- [The exercise]:
From the records below, extract all the text exactly and leave the images behind.

Part of a data file:
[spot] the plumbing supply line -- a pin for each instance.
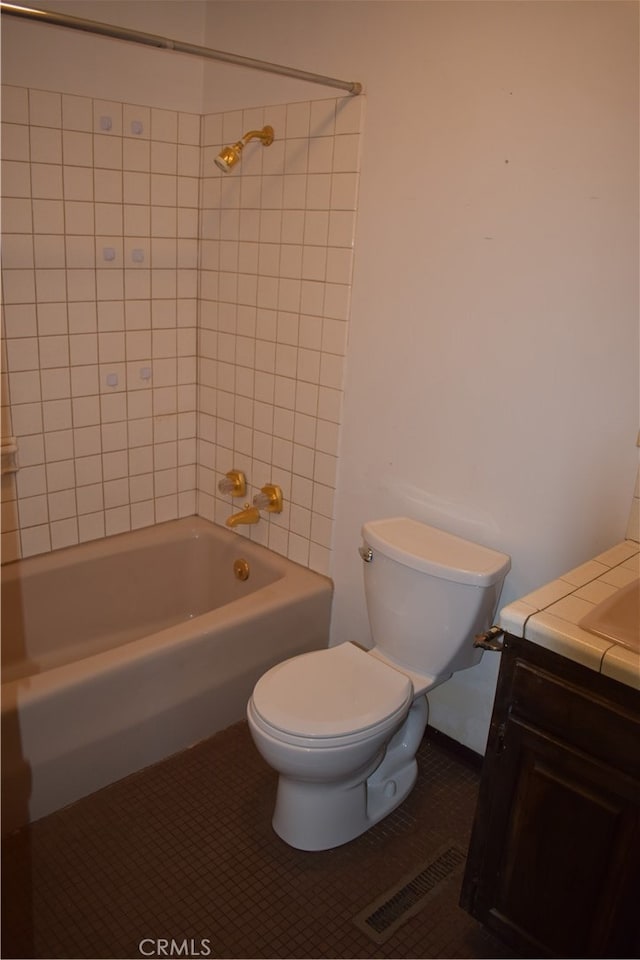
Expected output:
(153, 40)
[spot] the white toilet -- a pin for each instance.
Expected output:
(342, 725)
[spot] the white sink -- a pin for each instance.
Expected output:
(618, 617)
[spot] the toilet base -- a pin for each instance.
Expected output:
(315, 816)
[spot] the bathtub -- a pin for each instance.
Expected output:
(119, 652)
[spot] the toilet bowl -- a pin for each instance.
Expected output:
(326, 721)
(341, 726)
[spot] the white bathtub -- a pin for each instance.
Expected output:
(120, 652)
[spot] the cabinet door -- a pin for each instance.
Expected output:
(559, 873)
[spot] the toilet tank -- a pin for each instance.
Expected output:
(428, 593)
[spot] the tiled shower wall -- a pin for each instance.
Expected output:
(276, 262)
(113, 244)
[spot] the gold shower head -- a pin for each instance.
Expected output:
(229, 156)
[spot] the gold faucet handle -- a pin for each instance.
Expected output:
(234, 483)
(269, 498)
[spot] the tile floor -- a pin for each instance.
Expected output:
(180, 859)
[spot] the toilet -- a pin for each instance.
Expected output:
(342, 725)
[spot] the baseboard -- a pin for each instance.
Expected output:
(453, 746)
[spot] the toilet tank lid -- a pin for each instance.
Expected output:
(435, 552)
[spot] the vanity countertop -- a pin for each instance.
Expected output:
(549, 616)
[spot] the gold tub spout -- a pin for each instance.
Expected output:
(248, 515)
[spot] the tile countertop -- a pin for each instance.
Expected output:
(549, 616)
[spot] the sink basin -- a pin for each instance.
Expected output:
(618, 617)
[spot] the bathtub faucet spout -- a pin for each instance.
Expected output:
(248, 515)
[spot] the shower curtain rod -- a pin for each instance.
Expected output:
(152, 40)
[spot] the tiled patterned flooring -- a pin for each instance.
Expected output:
(184, 852)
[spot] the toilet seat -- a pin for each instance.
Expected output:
(335, 696)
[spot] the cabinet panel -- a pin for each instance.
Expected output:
(564, 858)
(554, 861)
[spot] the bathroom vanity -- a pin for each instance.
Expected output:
(554, 861)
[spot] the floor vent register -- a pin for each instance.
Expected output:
(382, 918)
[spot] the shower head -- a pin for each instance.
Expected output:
(229, 156)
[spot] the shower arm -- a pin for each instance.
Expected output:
(265, 136)
(153, 40)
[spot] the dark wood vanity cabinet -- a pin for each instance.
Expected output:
(554, 860)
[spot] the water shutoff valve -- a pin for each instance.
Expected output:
(269, 499)
(233, 484)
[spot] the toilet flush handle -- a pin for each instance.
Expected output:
(489, 640)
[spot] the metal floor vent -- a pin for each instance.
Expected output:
(382, 918)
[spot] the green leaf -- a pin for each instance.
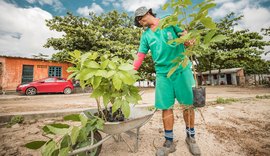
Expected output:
(93, 56)
(100, 124)
(65, 142)
(82, 135)
(74, 134)
(112, 65)
(125, 67)
(111, 73)
(209, 36)
(55, 130)
(102, 73)
(76, 54)
(64, 151)
(96, 82)
(49, 148)
(218, 38)
(165, 6)
(104, 64)
(208, 23)
(72, 117)
(35, 144)
(126, 77)
(185, 62)
(83, 119)
(125, 109)
(116, 105)
(207, 6)
(84, 57)
(106, 99)
(92, 64)
(87, 73)
(117, 82)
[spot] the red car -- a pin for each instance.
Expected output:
(46, 85)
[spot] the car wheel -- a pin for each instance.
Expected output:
(67, 90)
(31, 91)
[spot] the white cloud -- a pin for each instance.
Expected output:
(56, 4)
(107, 2)
(23, 31)
(116, 5)
(132, 5)
(93, 8)
(255, 17)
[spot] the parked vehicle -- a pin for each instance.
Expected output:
(46, 85)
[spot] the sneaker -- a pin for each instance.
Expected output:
(168, 147)
(193, 146)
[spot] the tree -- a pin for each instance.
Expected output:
(110, 33)
(41, 56)
(243, 45)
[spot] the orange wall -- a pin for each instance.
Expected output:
(12, 70)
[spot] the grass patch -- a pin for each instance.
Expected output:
(221, 100)
(263, 96)
(15, 119)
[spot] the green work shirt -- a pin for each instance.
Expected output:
(162, 53)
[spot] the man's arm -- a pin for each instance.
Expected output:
(137, 63)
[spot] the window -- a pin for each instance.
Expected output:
(60, 80)
(55, 71)
(49, 80)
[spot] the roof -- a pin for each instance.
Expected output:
(24, 57)
(223, 71)
(28, 58)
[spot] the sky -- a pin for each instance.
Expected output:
(23, 30)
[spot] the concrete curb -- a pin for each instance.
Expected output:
(6, 117)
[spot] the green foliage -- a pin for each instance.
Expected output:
(221, 100)
(111, 78)
(110, 33)
(196, 21)
(238, 50)
(15, 119)
(67, 136)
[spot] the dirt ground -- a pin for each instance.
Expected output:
(235, 129)
(22, 103)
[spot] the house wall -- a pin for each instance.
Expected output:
(13, 67)
(234, 81)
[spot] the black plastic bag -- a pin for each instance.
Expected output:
(199, 96)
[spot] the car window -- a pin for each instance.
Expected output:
(60, 80)
(49, 80)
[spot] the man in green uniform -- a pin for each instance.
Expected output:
(177, 86)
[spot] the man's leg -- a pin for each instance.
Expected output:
(189, 117)
(168, 119)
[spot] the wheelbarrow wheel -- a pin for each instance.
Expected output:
(93, 152)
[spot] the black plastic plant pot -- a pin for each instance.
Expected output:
(199, 96)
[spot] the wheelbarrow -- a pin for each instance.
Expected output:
(138, 117)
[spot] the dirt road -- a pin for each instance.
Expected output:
(20, 103)
(235, 129)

- [Worked answer]:
[spot] the plumbing supply line -- a pin for each instance.
Expected output:
(153, 40)
[spot] the white toilet -- a pin for each instance.
Expected output:
(342, 725)
[spot] the white sink -- a pin for each instance.
Expected output:
(618, 617)
[spot] the toilet base -- a pin for each instance.
Expected output:
(315, 816)
[spot] the bathtub -- a pin for each instance.
Expected output:
(119, 652)
[spot] the toilet bowl -- a pin for each instance.
Expected output:
(326, 721)
(341, 726)
[spot] the white bathtub -- a pin for each instance.
Expected output:
(120, 652)
[spot] the cabinet door -- a pin for each instance.
Expected output:
(559, 873)
[spot] the toilet tank -- a pin for each instance.
Expected output:
(428, 593)
[spot] the tiled shower wall -- a pin for each instance.
Expected output:
(276, 262)
(113, 244)
[spot] the gold shower head -- a pin for each instance.
Expected output:
(229, 156)
[spot] the gold faucet handle -- a pin for each instance.
Expected output:
(234, 483)
(269, 498)
[spot] the tile floor -- a pin for each instance.
Expected output:
(180, 859)
[spot] the toilet -- a pin for each instance.
Expected output:
(342, 725)
[spot] the baseboard -- a pin for each instance.
Expected output:
(453, 746)
[spot] the toilet tank lid -- a pin for each instance.
Expected output:
(435, 552)
[spot] the vanity countertop -- a pin for each instance.
Expected output:
(549, 616)
[spot] the gold tub spout -- a pin for each instance.
Expected output:
(248, 515)
[spot] the tile countertop -- a pin for each instance.
Expected output:
(549, 616)
[spot] the sink basin -- a pin for each instance.
Expected output:
(618, 617)
[spot] the bathtub faucet spout -- a pin for each instance.
Expected output:
(248, 515)
[spot] the shower curtain rod -- a pin for each instance.
Expected output:
(152, 40)
[spot] the tiled patterned flooring -- a pin for each instance.
Expected output:
(184, 852)
[spot] the toilet seat -- a pin for each instance.
Expected output:
(335, 696)
[spot] the cabinet panel -- a pin for each instance.
Expected output:
(564, 858)
(554, 861)
[spot] the bathroom vanity -- a pin for each instance.
Expected output:
(554, 861)
[spot] the floor vent register -- a pin for each instance.
Expected output:
(382, 918)
[spot] the shower head -- a pin for each instance.
Expected output:
(229, 156)
[spot] the shower arm -- a pin for each instance.
Expected output:
(265, 136)
(153, 40)
[spot] the dark wood vanity cabinet -- a pin for each instance.
Expected output:
(554, 860)
[spot] the water shutoff valve -- a pin for each instance.
Expected output:
(269, 499)
(233, 484)
[spot] the toilet flush handle -- a pin for each instance.
Expected output:
(489, 640)
[spot] the metal floor vent -- a pin for each instance.
Expected output:
(382, 918)
[spot] the green leaf -- a pin for each instance.
Expected output:
(93, 56)
(100, 124)
(65, 142)
(82, 135)
(74, 134)
(112, 65)
(125, 67)
(111, 73)
(209, 36)
(55, 130)
(102, 73)
(76, 54)
(64, 151)
(96, 82)
(49, 148)
(218, 38)
(165, 6)
(104, 64)
(208, 23)
(72, 117)
(35, 144)
(126, 77)
(185, 62)
(83, 119)
(125, 109)
(116, 105)
(207, 6)
(84, 57)
(106, 99)
(92, 64)
(87, 73)
(117, 82)
[spot] the red car -- a pin for each instance.
Expected output:
(46, 85)
[spot] the car wheel -- a pin for each instance.
Expected output:
(67, 90)
(31, 91)
[spot] the white cloud -- a pin for each instance.
Expected output:
(56, 4)
(107, 2)
(23, 31)
(116, 5)
(132, 5)
(93, 8)
(255, 17)
[spot] the parked vehicle -- a pin for each instance.
Expected output:
(46, 85)
[spot] the sneaker -- a pin for each instance.
Expected output:
(168, 147)
(193, 146)
[spot] the tree -- a pin for each instance.
Expected output:
(110, 33)
(41, 56)
(243, 45)
[spot] the orange wall -- a pin for each instance.
Expected output:
(12, 70)
[spot] the grass patch -- a pin for each instance.
Expected output:
(221, 100)
(263, 96)
(15, 119)
[spot] the green work shirt -- a pin for each instance.
Expected output:
(162, 53)
[spot] the man's arm -- a pin for each instance.
Expected output:
(137, 63)
[spot] the window -- a pin for each instance.
Expected output:
(60, 80)
(55, 71)
(49, 80)
[spot] the roof -- a pin for each instance.
Expected output:
(24, 57)
(223, 71)
(28, 58)
[spot] the sky -- a pin for each instance.
Expected output:
(23, 30)
[spot] the concrete curb -- a pin for each instance.
Expected output:
(6, 117)
[spot] the green foliage -- a pin for each instance.
Expected output:
(221, 100)
(111, 78)
(110, 33)
(196, 21)
(238, 50)
(15, 119)
(67, 136)
[spot] the dirt ground -- a pin for each instance.
Expected output:
(235, 129)
(22, 103)
[spot] the house wall -- a pin for each instance.
Expected output:
(13, 67)
(234, 81)
[spot] the black plastic bag -- a pin for each instance.
Expected output:
(199, 96)
[spot] the car window -- a pin for each instance.
Expected output:
(60, 80)
(49, 80)
[spot] the man in green uniform -- a pin for each instance.
Expected output:
(177, 86)
[spot] the man's leg -- a pin for each instance.
Expected output:
(189, 117)
(168, 119)
[spot] the wheelbarrow wheel -- a pin for each instance.
Expected output:
(93, 152)
[spot] the black plastic plant pot -- a pin for each instance.
Expected output:
(199, 96)
[spot] the wheelbarrow -- a pin for each instance.
Expected output:
(138, 117)
[spot] the dirt road -- a pin for each instance.
Expected output:
(20, 103)
(235, 129)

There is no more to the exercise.